**FRAGMENTO CITADO**
------------------------------------------------
Dos noticias de distinto signo han puesto de nuevo de actualidad la importancia de nuestro sistema público de protección sociosanitaria: el nacimiento prematuro de los hijos de Irene Montero y Pablo Iglesias, que ha puesto el foco en las necesidades que derivan de esa circunstancia (prematuridad), y el anuncio del Gobierno de recuperar el acceso gratuito a los tratamientos de reproducción asistidas para lesbianas y mujeres solas.
Ambas noticias tienen varios hilos conductores que los unen entre sí y con la esencia del Estado social: por un lado, la existencia de un derecho subjetivo de amplios colectivos de ciudadanos a contar con el apoyo debido del Estado para desarrollar una vida digna en condiciones de igualdad; por otro lado, la instrumentalización de dichos derechos a través de la inclusión en la cartera sanitaria de ciertas prestaciones; por último, la necesidad de acabar con una situación de inequidad al existir distinta cobertura sanitaria en función del lugar de nacimiento o residencia, a través de la inclusión de las prestaciones en la cartera común –de mínimos y homogénea para todo el territorio– del Sistema Nacional de Salud.
No se puede sino celebrar como un logro del conjunto de nuestra sociedad diversa la recuperación de un derecho arrebatado durante demasiado tiempo a tantas mujeres en este país. Sin embargo, en el caso de los niños nacidos con necesidades específicas, la situación es mucho peor. Una de las situaciones que afectan a la gran mayoría de nacimientos prematuros y a muchos otros (por motivos genéticos, biológicos o ambientales) son las alteraciones del neurodesarrollo o el riesgo de tenerlas, que supone la necesidad de atención temprana. Esta atención es el conjunto de intervenciones que se realizan en estos casos para conseguir optimizar el neurodesarrollo de los niños y alcanzar el mayor grado de posible de habilitación de sus funciones básicas: motoras, alimentarias, comunicativas o sociales. Con una atención realmente precoz y adecuada a las necesidades de cada niño, pueden prevenirse situaciones de discapacidad futura en unos casos y atenuarse en otros. Por tanto, su importancia es máxima y muy relevante, pues esta necesidad pueden llegar a tenerla entre el 5 y el 10% de los niños menores de 6 años.
------------------------------------------------
**EXTRACTOS DE DATOS**
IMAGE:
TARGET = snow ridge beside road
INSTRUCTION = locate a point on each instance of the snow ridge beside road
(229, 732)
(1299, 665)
------------------------------------------------
**CONSIGNA DE TRABAJO**
¿Qué viene después de la última oración del texto sobre la atención temprana infantil? Escribe la continuación.

**ESPACIO DE RESPUESTA**
Sin embargo, muchos de los niños con necesidad de atención temprana dictaminada facultativamente no tienen acceso al sistema público que facilita esos recursos. Y esto a pesar de que el derecho a la atención temprana está enraizado en los derechos humanos y, entre otras normas, en las Convenciones de la ONU –ratificadas y con plena vigencia en nuestro ordenamiento jurídico– sobre los derechos de la infancia y sobre los derechos de las personas con discapacidad. Como ocurría hasta ahora en el caso del acceso a tratamientos de reproducción asistida, el cumplimiento del derecho mediante el acceso al recurso depende del lugar de residencia de los padres, produciéndose no sólo situaciones injustas per se sino de gran inequidad. Y, siguiendo con el paralelismo, la única forma de instrumentalizar el derecho de ambos colectivos (mujeres y niños) en condiciones de igualdad y homogeneidad es la inclusión de la prestación en la cartera común del Sistema Nacional de Salud.
La Ministra de Sanidad debe cumplir con un mandato no sólo ético, sino político: el Congreso aprobó el año pasado –y con los votos a favor de todos los grupos parlamentarios excepto PNV– incluir la atención temprana en la cartera común del SNS. Y lo debe de hacer urgentemente para paliar la situación de miles de niños que nutren listas de espera interminables o que son “dados de alta administrativamente” del sistema sociosanitario por el mero cumplimiento de una demasiado pronta edad, sin considerar sus particulares necesidades expresadas por los médicos.
Solo así, con una atención temprana pública, universal, gratuita, de calidad y no limitada al cumplimiento de una edad por decreto, todas las actuales y futuras madres y padres podremos celebrar un poco más la diversidad de nuestra sociedad y el logro del Estado social.